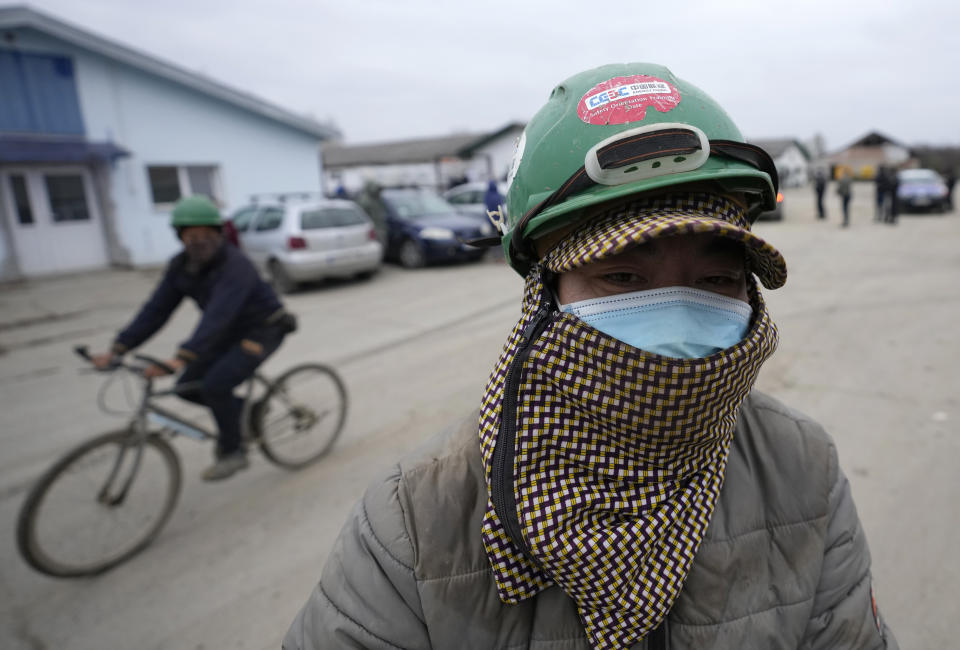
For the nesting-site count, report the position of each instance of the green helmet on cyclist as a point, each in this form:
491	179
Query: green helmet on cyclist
620	130
195	211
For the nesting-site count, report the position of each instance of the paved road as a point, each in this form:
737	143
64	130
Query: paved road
867	348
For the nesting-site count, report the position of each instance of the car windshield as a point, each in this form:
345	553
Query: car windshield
919	176
331	218
417	205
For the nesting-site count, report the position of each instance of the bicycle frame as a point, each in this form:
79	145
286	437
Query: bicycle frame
171	422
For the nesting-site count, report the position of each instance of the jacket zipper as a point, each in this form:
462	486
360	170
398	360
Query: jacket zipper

#####

** Problem details **
Give every line of the items above as a numbered list, skipping blank lines and leaving out the pictures.

** Task response **
1. For the nesting-site count, report the position of each instance of the green helmet on cyclist as a point, each in this form:
2. 491	179
3. Query: green helmet on cyclist
4. 620	130
5. 195	211
6. For the nesting-site count, report the position of each instance of the paved road as a point, each in this form:
7. 737	143
8. 64	130
9. Query: paved road
10. 867	348
11. For the nesting-site count, report the position of each instance of the car windshield as a point, each in this form:
12. 345	553
13. Query: car windshield
14. 919	176
15. 331	218
16. 417	205
17. For the nesting-site count, report the position of each instance of the bicycle frame as a point, each in this form:
18. 79	145
19. 286	437
20. Query: bicycle frame
21. 171	422
22. For the nesting-site count, report the position of each instance of the jacket zipper as a point, each in this form:
23. 462	486
24. 360	170
25. 398	360
26. Query: jacket zipper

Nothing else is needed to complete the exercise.